:: Text segment ::
= = = = =
Single by Asking Alexandria

from the album From Death to Destiny
- Released: 28 March 2013
- Recorded: 2013
- Genre: Metalcore; alternative metal; symphonic rock; hard rock;
- Length: 4:18
- Label: Sumerian
- Songwriters: Danny Worsnop; Ben Bruce; James Cassells;

Asking Alexandria singles chronology
| "Run Free" (2012) | "The Death of Me" (2013) | "The Death of Me (Rock Mix)" (2013) |

Music video
- "The Death of Me" on YouTube

= The Death of Me (Asking Alexandria song) =

2013 single by Asking Alexandria

"The Death of Me" is a song by English rock band Asking Alexandria. It is the band's third single from their third studio album, From Death to Destiny. The single was released on 28 March 2013 via the Sumerian Records YouTube page.

== Track listings ==
- Digital 45
1. The Death of Me - 4:18
2. The Death of Me (Rock Mix) - 3:24

== Rock Mix ==

On 16 April 2013, the band released a 'rock mix' for the song as the fourth single of the album. Later, on 22 July, they released a music video for the 'rock mix'. The rock mix was featured as a bonus track for the From Death to Destiny album. It was mixed by Kevin Churko, who is known for his work with Ozzy Osbourne, Five Finger Death Punch, and In This Moment.
= = = = =
:: Goal A ::
Answer these about the article on the song "The Death of Me":
(i) How long is the original track?
(ii) On what date did the band release the rock mix?
(iii) Who mixed the rock mix?
:: Goal B ::
Resume the article on the song "The Death of Me" from where it stops.
The data after this point comes from a separate source.
= = = = =
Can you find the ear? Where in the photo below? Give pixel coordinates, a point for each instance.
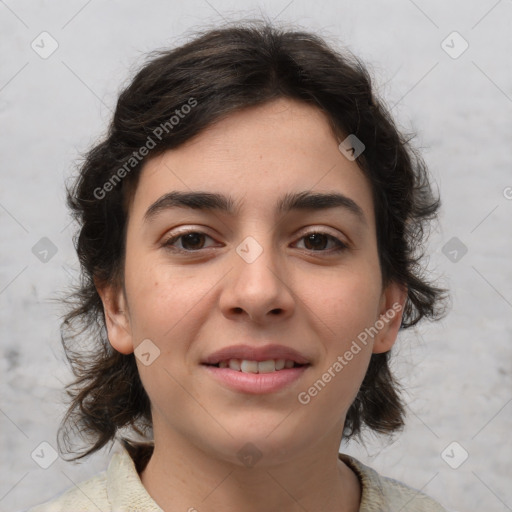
(392, 306)
(116, 317)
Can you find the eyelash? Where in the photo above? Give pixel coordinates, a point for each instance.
(341, 246)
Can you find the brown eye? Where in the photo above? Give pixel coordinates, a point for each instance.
(190, 241)
(317, 241)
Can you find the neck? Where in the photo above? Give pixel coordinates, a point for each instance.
(180, 476)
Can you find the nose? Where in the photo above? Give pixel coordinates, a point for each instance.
(258, 286)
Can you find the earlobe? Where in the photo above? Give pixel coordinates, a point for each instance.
(116, 317)
(392, 307)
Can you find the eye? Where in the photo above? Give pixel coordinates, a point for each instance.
(317, 240)
(191, 241)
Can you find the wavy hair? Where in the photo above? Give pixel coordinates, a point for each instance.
(225, 70)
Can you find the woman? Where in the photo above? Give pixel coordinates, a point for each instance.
(248, 238)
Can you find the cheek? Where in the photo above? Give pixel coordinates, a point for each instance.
(162, 298)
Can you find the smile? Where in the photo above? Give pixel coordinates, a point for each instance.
(248, 366)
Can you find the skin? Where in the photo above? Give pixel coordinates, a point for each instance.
(190, 305)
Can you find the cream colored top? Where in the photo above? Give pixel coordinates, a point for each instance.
(120, 489)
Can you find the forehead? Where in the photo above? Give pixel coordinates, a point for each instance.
(256, 156)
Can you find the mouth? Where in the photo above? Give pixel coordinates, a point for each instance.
(256, 370)
(252, 366)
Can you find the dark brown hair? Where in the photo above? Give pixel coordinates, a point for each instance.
(221, 71)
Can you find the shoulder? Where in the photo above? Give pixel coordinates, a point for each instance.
(117, 488)
(386, 494)
(87, 495)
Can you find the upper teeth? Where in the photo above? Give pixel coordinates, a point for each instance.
(247, 366)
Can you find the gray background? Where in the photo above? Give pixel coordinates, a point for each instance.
(457, 372)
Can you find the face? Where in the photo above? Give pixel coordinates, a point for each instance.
(238, 285)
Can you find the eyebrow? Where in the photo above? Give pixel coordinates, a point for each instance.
(209, 201)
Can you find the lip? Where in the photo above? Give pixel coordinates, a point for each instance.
(255, 383)
(260, 353)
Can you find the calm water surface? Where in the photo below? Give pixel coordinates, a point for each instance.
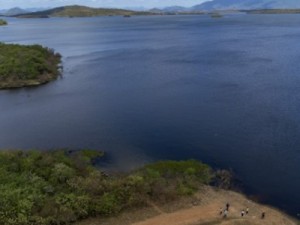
(226, 91)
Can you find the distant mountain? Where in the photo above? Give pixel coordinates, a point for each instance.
(247, 4)
(79, 11)
(15, 11)
(174, 9)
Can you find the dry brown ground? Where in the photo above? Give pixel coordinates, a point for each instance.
(202, 209)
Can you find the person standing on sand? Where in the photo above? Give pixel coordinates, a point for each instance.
(227, 206)
(242, 213)
(225, 213)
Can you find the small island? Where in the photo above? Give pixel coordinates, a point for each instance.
(27, 65)
(3, 22)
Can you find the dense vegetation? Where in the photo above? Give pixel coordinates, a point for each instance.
(80, 11)
(27, 65)
(2, 22)
(59, 187)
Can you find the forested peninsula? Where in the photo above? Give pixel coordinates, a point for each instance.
(27, 65)
(64, 186)
(69, 187)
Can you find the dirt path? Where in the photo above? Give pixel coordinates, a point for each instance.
(202, 209)
(208, 212)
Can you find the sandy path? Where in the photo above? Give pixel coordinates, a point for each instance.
(207, 212)
(203, 209)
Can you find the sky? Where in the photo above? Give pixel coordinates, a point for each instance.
(6, 4)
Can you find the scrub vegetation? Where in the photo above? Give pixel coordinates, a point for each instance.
(27, 65)
(60, 187)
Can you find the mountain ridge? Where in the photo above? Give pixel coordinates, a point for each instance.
(247, 5)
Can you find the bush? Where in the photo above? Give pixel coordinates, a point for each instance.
(60, 187)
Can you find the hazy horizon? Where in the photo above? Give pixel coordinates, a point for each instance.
(4, 4)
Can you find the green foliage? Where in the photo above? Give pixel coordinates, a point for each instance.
(27, 65)
(60, 187)
(3, 22)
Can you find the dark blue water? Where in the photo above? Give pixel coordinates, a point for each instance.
(226, 91)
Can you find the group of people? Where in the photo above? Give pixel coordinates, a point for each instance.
(224, 211)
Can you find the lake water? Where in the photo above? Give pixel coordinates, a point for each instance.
(225, 91)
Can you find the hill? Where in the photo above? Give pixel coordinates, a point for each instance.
(3, 22)
(79, 11)
(14, 11)
(247, 4)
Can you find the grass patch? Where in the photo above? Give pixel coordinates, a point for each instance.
(60, 187)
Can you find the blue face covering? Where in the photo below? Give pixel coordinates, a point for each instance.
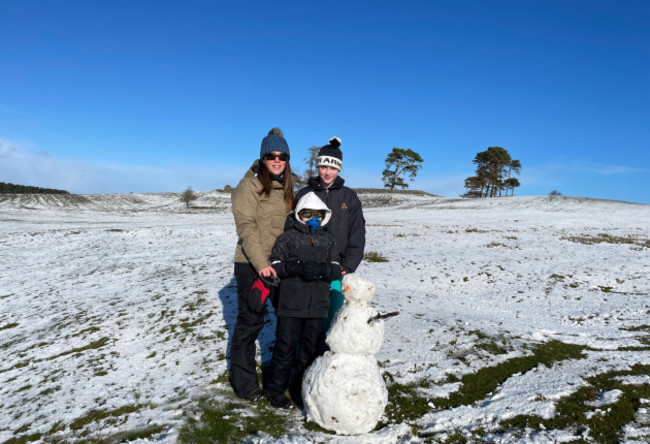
(313, 223)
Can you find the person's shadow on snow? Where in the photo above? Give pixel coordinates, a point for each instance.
(266, 338)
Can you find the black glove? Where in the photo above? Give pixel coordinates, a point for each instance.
(310, 270)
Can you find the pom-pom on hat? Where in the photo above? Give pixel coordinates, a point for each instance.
(274, 142)
(331, 155)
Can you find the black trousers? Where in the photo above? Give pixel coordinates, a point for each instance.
(288, 331)
(250, 320)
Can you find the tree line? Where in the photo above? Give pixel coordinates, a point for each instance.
(494, 170)
(10, 188)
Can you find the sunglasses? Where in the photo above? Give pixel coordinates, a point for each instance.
(272, 156)
(308, 214)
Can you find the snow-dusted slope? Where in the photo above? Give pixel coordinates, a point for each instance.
(125, 303)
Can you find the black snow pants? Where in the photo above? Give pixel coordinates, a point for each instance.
(250, 320)
(288, 332)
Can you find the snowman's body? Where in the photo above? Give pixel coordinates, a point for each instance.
(343, 390)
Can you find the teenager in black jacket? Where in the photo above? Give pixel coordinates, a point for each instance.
(305, 258)
(347, 225)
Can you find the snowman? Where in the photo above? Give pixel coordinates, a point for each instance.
(343, 390)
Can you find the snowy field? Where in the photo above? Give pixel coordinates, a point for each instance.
(116, 312)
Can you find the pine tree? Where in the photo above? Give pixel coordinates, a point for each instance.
(401, 161)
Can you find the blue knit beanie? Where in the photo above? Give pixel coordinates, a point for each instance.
= = = = =
:: Right answer A ::
(i) 4:18
(ii) 16 April 2013
(iii) Kevin Churko

:: Right answer B ::
=== Music video ===
The music video starts when a man (portrayed by Danny Worsnop) finds a kid and brings him to a dark room, with imprisoned and naked women, where the man and his band performs. The women are in vending machines, and the man provides a coin for the boy. Each of the imprisoned women represent different addictions: cocaine, pills, alcohol, and heroin. Each of the women try to 'persuade' the boy to take them. In the end, the boy "buys into" the heroin addiction/girl. Money starts flowing from the ceiling, indicating the massive amounts of money spent on the chosen addiction. The other girls become angry, and all of them break out of the vending machines.
This represents certain band member's addictions, which started as a young boy. The song itself is about Worsnop overcoming, and ending, his addiction. The video uses the rock mix of the song.

== Other versions ==
On 1 March 2014, Asking Alexandria released via YouTube an acoustic version of the song.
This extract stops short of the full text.